### Task requirements:
1. In the text on brand performance drivers, rewrite the paragraph beginning "The decreased importance of salience" as a short bulleted list that keeps its main facts.
2. Answer these questions using the text on brand performance drivers:
(a) Over how many years could the team observe shifts in the contributions of brand variables?
(b) Since 2016, which four brand variables have grown in importance?
(c) What has made responsibility likely to remain a priority?
3. Reproduce a passage from the text on brand performance drivers word for word. Begin at the words "Further validation of" and stop after the words "salience and communication has declined.".

##### Text under study

Further validation of the Saïd Business School model is required; however, the learnings to date are a sound confirmation of the value of measuring brand and marketing to a company: brand-building does change the money equation and helps a business to create a stronger financial core.

Performance Drivers

Meaningful, difference,

trust, responsibility increase in importance

Salience and communication decline

The FMOI modeling has revealed an additional and unexpected variable: time. Equipped with the BrandZ data, the team was able to observe shifts in how the contributions made by different brand variables have changed over the last 12 years.

In particular, meaningful, difference, responsibility and trust have all increased in importance since 2016, whereas the role of salience and communication has declined.

The decreased importance of salience has also been illustrated by BrandZ analysis, which shows that “being known” is not enough for brands to maintain their value. In fact, many failed businesses in recent years demonstrate a “salience gap”: consumers knew these brands, but not what made them meaningfully different. Together with the declining contribution of communication, this suggests that companies may be over-investing in activities that drive awareness, with diminishing returns.

Consumer attitudes do not stay constant, and marketers must keep pace with them. The brand factors that are most important right now might have shifted again in another five years. Responsibility is likely to remain a priority, having been thrown into sharper focus through the Covid-19 pandemic. But the world is constantly evolving, and consumers’ priorities, values, and behaviors follow suit.

##########
##### Entries provided

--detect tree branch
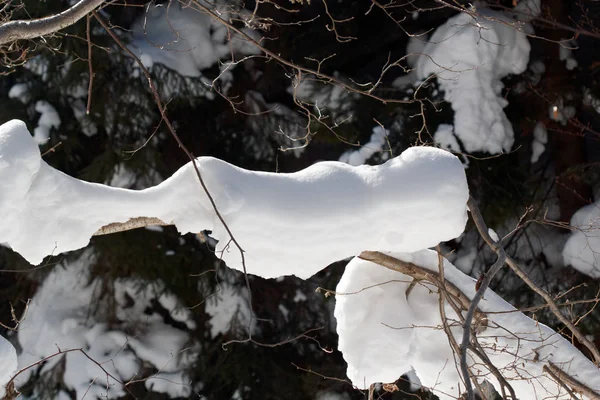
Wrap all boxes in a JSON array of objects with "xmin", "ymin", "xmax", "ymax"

##########
##### Entries provided

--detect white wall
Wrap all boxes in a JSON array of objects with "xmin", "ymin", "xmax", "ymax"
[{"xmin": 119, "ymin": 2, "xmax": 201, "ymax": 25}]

##########
##### Entries provided

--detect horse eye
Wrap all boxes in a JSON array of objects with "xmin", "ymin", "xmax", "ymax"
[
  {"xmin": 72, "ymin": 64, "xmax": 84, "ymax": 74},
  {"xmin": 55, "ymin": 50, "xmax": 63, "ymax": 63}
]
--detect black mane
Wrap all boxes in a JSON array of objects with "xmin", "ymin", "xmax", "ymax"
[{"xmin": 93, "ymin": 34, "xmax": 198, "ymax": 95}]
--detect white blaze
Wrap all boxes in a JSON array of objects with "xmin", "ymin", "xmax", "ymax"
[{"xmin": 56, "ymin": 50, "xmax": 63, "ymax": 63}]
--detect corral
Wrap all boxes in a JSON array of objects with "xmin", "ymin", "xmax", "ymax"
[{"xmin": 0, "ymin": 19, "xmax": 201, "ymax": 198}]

##########

### Task-by-task solutions:
1.
- BrandZ analysis also shows that salience has become less important.
- "Being known" is not enough for brands to keep their value.
- Many businesses that failed in recent years showed a "salience gap." Consumers knew these brands but not what made them meaningfully different.
- Communication is also contributing less. Together with the salience finding, this suggests companies may be over-investing in awareness-driving activities, with diminishing returns.

2.
(a) The last 12 years.
(b) Meaningful, difference, responsibility and trust.
(c) The Covid-19 pandemic threw responsibility into sharper focus.

3.
Further validation of the Saïd Business School model is required; however, the learnings to date are a sound confirmation of the value of measuring brand and marketing to a company: brand-building does change the money equation and helps a business to create a stronger financial core.

Performance Drivers

Meaningful, difference,

trust, responsibility increase in importance

Salience and communication decline

The FMOI modeling has revealed an additional and unexpected variable: time. Equipped with the BrandZ data, the team was able to observe shifts in how the contributions made by different brand variables have changed over the last 12 years.

In particular, meaningful, difference, responsibility and trust have all increased in importance since 2016, whereas the role of salience and communication has declined.